▶ **CHALLENGE**
Gather every line of the listing below that contains the string "support", matching case exactly.

— Start —

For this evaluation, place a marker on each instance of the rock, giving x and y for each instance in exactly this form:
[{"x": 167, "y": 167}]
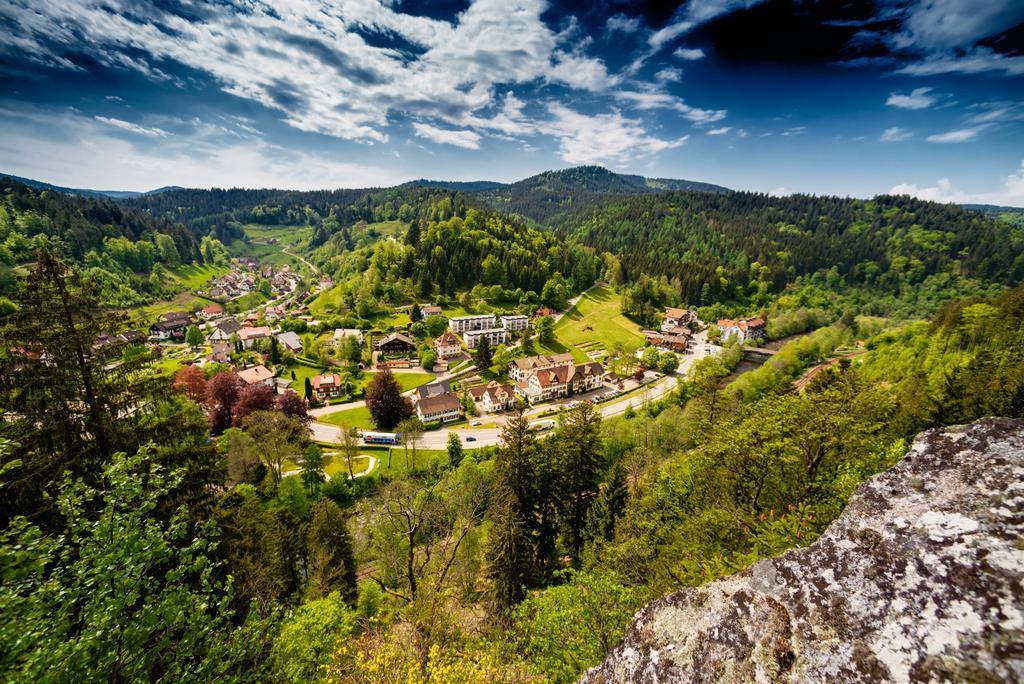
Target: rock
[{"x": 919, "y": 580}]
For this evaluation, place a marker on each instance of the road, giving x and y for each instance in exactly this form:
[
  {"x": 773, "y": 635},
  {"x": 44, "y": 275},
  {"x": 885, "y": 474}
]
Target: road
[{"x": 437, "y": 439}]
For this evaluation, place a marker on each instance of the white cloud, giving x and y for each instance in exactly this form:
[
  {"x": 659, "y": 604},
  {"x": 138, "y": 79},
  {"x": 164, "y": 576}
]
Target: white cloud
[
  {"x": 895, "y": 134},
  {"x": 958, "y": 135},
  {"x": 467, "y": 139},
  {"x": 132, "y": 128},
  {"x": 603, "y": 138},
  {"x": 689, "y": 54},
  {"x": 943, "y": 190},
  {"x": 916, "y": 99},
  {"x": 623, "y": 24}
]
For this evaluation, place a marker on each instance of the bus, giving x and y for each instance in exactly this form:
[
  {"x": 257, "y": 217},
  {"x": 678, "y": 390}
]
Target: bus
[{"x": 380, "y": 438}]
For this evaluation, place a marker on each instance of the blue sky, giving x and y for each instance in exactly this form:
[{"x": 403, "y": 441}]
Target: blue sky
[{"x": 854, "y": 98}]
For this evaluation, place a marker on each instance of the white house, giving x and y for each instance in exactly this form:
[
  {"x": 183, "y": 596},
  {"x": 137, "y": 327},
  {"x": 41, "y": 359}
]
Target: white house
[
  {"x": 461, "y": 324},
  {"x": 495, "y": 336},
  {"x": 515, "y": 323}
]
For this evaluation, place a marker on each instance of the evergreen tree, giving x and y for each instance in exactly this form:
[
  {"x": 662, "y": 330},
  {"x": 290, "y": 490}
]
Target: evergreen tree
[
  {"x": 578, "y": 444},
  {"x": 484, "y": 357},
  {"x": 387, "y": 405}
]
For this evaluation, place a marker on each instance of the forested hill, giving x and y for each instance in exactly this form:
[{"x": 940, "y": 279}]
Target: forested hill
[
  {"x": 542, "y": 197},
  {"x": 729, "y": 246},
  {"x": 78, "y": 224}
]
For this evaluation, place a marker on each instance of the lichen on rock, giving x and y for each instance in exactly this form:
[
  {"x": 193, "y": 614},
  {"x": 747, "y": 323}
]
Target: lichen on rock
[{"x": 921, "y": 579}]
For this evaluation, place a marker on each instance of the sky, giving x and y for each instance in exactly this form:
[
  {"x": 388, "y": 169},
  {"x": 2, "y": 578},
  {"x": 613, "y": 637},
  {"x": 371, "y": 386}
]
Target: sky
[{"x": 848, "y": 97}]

— End —
— Start —

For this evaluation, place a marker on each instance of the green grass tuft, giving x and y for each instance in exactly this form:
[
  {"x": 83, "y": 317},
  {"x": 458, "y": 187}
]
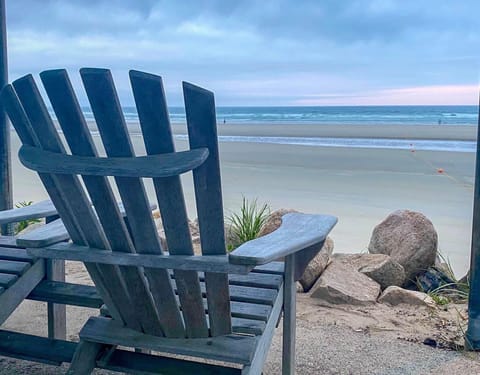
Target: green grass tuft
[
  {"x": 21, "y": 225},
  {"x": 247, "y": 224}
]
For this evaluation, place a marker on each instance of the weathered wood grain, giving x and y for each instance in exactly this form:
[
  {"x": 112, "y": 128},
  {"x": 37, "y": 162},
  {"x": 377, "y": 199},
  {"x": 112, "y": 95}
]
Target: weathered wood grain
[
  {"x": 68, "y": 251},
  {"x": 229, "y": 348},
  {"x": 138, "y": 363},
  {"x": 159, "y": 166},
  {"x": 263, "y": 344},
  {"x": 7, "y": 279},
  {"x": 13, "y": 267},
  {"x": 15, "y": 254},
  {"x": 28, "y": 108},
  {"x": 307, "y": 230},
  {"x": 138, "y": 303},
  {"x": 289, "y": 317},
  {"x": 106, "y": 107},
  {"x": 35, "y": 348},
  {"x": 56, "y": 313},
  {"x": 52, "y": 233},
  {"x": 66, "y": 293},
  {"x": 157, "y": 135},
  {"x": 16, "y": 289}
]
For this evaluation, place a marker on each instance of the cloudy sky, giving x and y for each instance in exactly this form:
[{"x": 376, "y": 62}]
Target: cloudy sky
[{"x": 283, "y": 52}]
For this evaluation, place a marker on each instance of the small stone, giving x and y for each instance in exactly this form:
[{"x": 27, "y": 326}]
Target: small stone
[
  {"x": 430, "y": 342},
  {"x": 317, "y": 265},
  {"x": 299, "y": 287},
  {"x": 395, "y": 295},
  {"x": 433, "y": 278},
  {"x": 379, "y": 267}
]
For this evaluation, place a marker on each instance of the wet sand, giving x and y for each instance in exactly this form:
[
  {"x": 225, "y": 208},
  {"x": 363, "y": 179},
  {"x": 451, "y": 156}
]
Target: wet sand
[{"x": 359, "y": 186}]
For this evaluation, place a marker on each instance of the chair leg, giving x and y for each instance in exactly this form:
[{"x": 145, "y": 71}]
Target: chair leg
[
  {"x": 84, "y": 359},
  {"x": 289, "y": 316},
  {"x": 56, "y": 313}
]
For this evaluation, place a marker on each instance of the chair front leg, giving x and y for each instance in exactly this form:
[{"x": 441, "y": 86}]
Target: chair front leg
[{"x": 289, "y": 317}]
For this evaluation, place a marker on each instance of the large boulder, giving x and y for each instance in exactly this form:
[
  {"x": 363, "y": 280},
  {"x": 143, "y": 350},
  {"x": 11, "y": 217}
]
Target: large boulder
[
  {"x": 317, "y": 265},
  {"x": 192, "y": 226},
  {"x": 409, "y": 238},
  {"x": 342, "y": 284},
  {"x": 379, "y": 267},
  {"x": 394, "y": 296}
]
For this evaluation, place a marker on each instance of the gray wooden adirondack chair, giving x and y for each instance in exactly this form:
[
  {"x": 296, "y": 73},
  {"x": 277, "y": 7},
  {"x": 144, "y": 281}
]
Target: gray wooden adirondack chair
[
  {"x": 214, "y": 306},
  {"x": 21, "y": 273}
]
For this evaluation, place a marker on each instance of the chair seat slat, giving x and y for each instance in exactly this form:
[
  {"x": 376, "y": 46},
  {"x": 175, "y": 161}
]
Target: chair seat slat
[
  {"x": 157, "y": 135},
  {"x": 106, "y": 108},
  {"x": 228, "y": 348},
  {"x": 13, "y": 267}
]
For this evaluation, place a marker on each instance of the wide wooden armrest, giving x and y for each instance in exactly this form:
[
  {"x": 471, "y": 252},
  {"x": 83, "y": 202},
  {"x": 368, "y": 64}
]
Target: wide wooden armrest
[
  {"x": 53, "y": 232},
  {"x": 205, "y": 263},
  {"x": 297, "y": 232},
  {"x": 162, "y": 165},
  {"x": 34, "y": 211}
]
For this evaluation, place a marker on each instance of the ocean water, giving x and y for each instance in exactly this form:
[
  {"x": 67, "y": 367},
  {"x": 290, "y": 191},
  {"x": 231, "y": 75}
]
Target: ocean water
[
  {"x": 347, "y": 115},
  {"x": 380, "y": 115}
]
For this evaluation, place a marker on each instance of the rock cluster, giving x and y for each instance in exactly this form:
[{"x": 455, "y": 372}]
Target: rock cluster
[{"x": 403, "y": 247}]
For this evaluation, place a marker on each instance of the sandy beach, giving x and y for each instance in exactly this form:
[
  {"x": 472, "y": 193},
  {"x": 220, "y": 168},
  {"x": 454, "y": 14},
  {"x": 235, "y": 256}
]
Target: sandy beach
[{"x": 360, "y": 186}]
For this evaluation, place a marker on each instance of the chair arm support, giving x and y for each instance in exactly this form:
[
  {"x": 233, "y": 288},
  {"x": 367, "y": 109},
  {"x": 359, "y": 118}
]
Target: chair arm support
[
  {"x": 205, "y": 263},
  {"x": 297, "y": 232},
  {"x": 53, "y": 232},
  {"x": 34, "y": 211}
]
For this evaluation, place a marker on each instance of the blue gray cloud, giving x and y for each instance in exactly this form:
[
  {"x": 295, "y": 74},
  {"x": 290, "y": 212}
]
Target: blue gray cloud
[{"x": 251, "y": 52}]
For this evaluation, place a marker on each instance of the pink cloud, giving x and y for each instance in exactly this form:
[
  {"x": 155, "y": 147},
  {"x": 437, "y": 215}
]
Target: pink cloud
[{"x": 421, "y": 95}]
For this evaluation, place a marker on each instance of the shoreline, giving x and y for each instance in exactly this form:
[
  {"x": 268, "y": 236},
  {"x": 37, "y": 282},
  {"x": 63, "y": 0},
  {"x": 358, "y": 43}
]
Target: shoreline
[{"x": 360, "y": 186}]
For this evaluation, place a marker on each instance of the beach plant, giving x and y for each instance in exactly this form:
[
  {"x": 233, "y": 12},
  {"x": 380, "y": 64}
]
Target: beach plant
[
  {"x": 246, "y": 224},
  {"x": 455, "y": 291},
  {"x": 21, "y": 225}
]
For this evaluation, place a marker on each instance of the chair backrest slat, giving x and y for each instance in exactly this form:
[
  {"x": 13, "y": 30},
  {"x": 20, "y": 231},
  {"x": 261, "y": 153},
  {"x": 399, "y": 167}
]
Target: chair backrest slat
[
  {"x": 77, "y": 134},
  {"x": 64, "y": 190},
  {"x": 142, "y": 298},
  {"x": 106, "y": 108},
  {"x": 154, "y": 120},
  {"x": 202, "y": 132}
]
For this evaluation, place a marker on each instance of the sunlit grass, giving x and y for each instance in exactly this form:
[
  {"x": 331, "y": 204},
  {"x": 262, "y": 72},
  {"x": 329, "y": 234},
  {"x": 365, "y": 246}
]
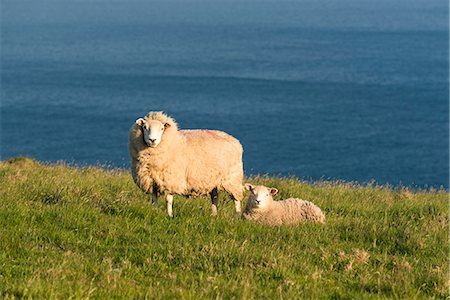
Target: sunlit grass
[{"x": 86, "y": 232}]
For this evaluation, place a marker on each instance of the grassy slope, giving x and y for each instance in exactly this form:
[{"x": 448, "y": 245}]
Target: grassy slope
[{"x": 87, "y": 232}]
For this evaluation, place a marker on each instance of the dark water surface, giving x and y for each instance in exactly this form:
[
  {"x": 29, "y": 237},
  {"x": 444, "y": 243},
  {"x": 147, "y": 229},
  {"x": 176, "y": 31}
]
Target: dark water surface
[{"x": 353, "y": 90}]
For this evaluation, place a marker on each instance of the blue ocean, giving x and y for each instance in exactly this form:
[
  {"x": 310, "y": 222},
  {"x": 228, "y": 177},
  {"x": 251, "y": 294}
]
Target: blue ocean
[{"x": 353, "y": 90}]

— End —

▶ **SOLVED EXERCISE**
For this evaluation, place a marker on each instance of the chair arm support, giving x and y for each instance in exactly this form:
Target: chair arm support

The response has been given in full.